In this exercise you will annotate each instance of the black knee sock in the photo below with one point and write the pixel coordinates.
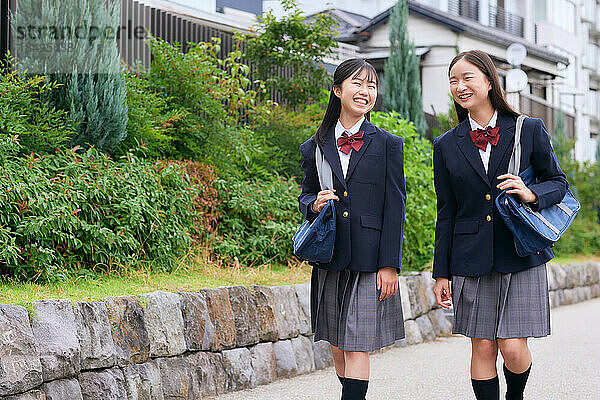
(488, 389)
(515, 383)
(354, 389)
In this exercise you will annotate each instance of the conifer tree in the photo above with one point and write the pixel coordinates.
(401, 81)
(73, 43)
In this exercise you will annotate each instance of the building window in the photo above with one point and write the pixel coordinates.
(562, 13)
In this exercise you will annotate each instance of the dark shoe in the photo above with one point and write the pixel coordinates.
(488, 389)
(354, 389)
(515, 383)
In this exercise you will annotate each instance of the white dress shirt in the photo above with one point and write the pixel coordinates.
(339, 131)
(484, 154)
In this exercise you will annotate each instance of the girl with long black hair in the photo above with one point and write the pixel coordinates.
(500, 299)
(355, 302)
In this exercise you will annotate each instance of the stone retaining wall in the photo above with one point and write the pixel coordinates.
(175, 346)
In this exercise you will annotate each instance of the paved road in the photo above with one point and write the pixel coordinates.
(566, 366)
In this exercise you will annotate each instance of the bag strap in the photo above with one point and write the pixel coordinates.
(514, 164)
(323, 170)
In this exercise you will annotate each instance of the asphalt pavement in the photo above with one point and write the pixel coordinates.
(566, 366)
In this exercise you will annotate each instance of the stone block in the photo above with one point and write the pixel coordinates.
(285, 359)
(570, 296)
(263, 363)
(322, 354)
(265, 314)
(303, 294)
(552, 279)
(108, 384)
(209, 372)
(428, 283)
(32, 395)
(95, 339)
(55, 333)
(164, 324)
(405, 297)
(20, 367)
(441, 324)
(413, 333)
(287, 311)
(199, 331)
(559, 273)
(221, 314)
(590, 274)
(303, 352)
(238, 364)
(595, 290)
(177, 377)
(128, 329)
(62, 389)
(245, 316)
(143, 381)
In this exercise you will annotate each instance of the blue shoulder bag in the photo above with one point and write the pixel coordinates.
(314, 240)
(533, 230)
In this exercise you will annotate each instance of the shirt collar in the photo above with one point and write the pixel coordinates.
(339, 128)
(492, 123)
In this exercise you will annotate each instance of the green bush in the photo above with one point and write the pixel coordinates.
(25, 111)
(193, 97)
(258, 220)
(74, 211)
(419, 227)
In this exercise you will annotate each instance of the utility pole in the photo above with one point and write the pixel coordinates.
(4, 30)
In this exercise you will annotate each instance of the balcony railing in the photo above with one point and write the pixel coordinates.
(508, 22)
(464, 8)
(497, 17)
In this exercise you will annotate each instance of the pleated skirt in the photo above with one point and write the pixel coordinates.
(347, 313)
(514, 305)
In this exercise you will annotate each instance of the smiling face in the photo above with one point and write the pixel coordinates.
(469, 86)
(357, 93)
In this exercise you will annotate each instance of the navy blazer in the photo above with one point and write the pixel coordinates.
(471, 238)
(372, 205)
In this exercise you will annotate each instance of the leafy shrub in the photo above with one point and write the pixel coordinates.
(295, 44)
(72, 211)
(194, 95)
(258, 220)
(26, 112)
(419, 228)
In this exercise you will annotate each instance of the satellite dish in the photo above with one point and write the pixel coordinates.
(515, 54)
(516, 80)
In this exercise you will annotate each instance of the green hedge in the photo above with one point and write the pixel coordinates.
(67, 212)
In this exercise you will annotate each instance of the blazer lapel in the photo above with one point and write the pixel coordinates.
(331, 155)
(470, 151)
(505, 143)
(355, 157)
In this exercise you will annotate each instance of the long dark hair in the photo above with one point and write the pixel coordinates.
(485, 64)
(351, 67)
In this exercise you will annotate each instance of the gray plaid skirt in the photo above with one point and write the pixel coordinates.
(347, 313)
(502, 305)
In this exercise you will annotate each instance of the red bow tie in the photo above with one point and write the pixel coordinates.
(481, 137)
(346, 143)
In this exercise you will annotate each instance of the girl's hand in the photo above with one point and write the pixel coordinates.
(442, 292)
(322, 198)
(519, 188)
(387, 282)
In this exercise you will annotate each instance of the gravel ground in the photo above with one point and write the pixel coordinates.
(566, 365)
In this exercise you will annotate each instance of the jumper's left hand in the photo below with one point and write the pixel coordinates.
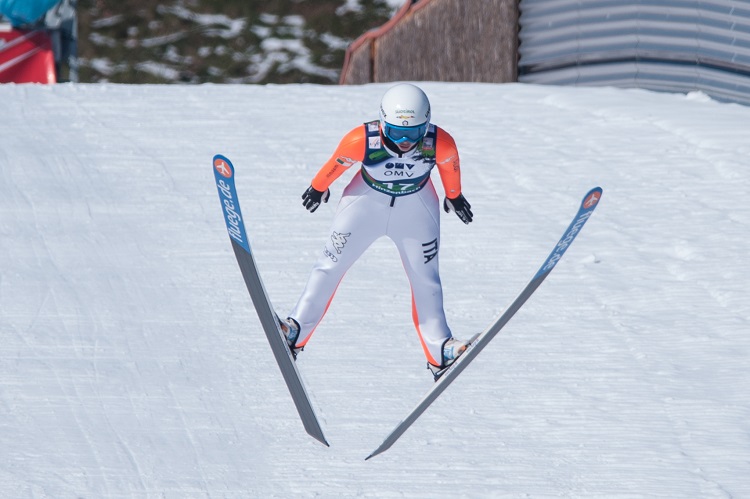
----------
Request> Find every line in the rows above that contains the word "blazer", and copy each of those lines in full.

Result of this exercise>
In this exercise you will annotate each instance of the navy blazer in the photo above with one point and write the pixel coordinates.
In this exercise you will annotate each instance of the blazer lapel in the photo above with one point and write the pixel coordinates.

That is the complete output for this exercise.